[Opening RECORDED INFORMATION section]
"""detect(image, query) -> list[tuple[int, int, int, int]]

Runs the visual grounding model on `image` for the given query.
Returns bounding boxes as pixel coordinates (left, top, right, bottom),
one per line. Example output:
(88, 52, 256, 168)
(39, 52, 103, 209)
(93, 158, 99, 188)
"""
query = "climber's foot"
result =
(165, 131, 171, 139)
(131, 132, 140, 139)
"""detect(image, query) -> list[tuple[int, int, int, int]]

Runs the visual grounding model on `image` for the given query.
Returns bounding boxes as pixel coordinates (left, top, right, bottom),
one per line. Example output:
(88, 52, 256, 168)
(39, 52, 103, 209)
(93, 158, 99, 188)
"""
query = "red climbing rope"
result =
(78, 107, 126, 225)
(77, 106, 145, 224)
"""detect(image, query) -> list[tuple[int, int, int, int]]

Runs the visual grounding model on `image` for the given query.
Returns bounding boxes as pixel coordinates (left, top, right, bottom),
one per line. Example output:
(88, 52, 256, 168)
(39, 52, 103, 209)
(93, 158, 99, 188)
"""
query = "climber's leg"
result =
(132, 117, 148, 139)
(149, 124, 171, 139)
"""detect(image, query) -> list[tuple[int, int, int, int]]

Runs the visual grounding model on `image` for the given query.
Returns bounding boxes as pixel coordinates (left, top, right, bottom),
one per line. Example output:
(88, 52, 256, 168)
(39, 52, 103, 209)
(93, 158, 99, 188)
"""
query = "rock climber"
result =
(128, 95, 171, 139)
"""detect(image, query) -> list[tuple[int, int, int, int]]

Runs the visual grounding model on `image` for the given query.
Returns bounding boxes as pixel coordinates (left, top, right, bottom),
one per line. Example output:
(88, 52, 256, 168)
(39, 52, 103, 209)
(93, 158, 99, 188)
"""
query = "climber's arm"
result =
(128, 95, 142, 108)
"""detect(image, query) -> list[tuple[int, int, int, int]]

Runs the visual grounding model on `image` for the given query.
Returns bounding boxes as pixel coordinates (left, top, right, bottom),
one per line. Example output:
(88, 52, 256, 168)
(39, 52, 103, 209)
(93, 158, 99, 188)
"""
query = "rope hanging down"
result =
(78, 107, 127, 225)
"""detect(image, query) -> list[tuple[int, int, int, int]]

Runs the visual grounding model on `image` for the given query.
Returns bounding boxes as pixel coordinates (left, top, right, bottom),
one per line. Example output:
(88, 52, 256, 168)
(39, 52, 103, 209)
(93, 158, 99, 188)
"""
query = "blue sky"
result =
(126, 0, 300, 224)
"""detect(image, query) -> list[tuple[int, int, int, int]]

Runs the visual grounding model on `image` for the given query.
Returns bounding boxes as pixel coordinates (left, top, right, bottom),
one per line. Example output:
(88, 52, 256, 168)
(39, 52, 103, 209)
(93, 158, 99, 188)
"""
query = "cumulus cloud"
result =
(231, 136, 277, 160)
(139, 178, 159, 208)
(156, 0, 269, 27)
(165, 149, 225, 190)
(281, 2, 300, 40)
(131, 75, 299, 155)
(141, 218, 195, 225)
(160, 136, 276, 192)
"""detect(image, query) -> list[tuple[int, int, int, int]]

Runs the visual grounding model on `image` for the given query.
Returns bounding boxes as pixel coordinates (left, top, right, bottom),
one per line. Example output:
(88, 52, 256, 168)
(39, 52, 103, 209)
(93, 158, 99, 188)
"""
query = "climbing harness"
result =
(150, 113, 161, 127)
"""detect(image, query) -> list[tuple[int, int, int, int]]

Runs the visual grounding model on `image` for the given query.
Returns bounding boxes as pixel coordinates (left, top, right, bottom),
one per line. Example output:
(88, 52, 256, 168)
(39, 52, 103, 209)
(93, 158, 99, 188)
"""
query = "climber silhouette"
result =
[Closing RECORDED INFORMATION section]
Give the complete listing a second time, exactly as it reads.

"""detect(image, query) -> list[tuple[int, int, int, int]]

Runs the visual grounding model on `image` for the given query.
Returns bounding boxes as pixel coordinates (left, top, right, bottom),
one per line. Example output:
(88, 52, 256, 168)
(39, 52, 103, 209)
(93, 158, 99, 188)
"""
query = "climber's foot"
result =
(165, 131, 171, 139)
(131, 132, 140, 139)
"""detect(image, query) -> list[tuple[int, int, int, int]]

Runs the visual grounding model on `image` for the given query.
Returns bounding boxes as pixel coordinates (left, top, right, bottom),
one per line. Example output:
(88, 52, 256, 168)
(39, 52, 103, 209)
(93, 158, 99, 188)
"""
query = "red climbing rope"
result =
(78, 107, 126, 225)
(77, 106, 145, 224)
"""detect(image, query) -> list[tuple[int, int, int, int]]

Runs the visual grounding model on `image` for the given query.
Returns bounding boxes as pixel coordinates (left, top, right, bottom),
one per line. Example output:
(88, 52, 256, 168)
(39, 52, 103, 209)
(93, 158, 99, 188)
"""
query = "climber's leg"
result =
(132, 117, 148, 139)
(149, 124, 171, 139)
"""detect(image, query) -> list[tuple[int, int, int, int]]

Runs the visual grounding model on `image` for the given query.
Returns bounding boxes as pixel coordinates (left, top, right, bottom),
one per line. Example output:
(88, 52, 256, 168)
(39, 52, 103, 209)
(93, 158, 99, 188)
"""
query = "rock climber"
result =
(128, 95, 171, 139)
"""detect(image, query) -> list[tuple[int, int, int, int]]

Runs the visual grounding model on `image` for the given query.
Returns bounding boxes as pixel coordinates (left, top, right, bottom),
one per line. Example output:
(88, 52, 256, 168)
(39, 52, 103, 209)
(93, 158, 99, 188)
"""
query = "climber's arm"
result =
(128, 95, 142, 108)
"""detect(image, query) -> list[tuple[int, int, int, int]]

Runs the visual grounding model on `image` for the given query.
Returns bounding boxes as pixel coordinates (left, top, right, bottom),
one per line. Example output:
(88, 52, 256, 168)
(39, 52, 103, 209)
(93, 158, 99, 188)
"""
query = "rope hanging down"
result =
(78, 107, 127, 225)
"""detect(image, query) -> list[tuple[int, int, int, int]]

Runs the visual grounding model on `image` for the given query.
Returns bounding boxes as pixel coordinates (left, top, right, bottom),
one per line. Example output:
(88, 52, 256, 168)
(39, 52, 103, 209)
(93, 158, 99, 188)
"""
query = "blue sky"
result =
(126, 0, 300, 224)
"""detect(image, query) -> list[tuple[int, int, int, int]]

Runs the visual grounding model on `image` for the given query.
Returns bounding boxes as pixel coordinates (left, top, right, bottom),
one per line. Example output:
(88, 52, 256, 168)
(39, 52, 103, 209)
(93, 158, 99, 188)
"""
query = "cumulus cloud"
result =
(231, 136, 277, 160)
(139, 178, 159, 208)
(156, 0, 269, 27)
(165, 149, 225, 190)
(281, 2, 300, 40)
(131, 75, 299, 155)
(141, 218, 195, 225)
(160, 136, 276, 192)
"""detect(image, query) -> list[tuple[int, int, int, int]]

Runs the visual grounding model on `image` for the given query.
Returns bounding boxes as pixel coordinates (left, top, right, bottom),
one per line. Example output:
(88, 52, 256, 168)
(39, 52, 103, 209)
(93, 158, 99, 188)
"""
query = "climbing harness"
result =
(150, 113, 161, 127)
"""detect(image, query) -> list[tuple[int, int, int, int]]

Runs the visual grounding model on `image` for the given query.
Returns bounding boxes as pixel coordinates (left, top, right, bottom),
one per line. Example output:
(88, 52, 256, 168)
(39, 52, 103, 209)
(93, 158, 99, 188)
"""
query = "climber silhouette"
result =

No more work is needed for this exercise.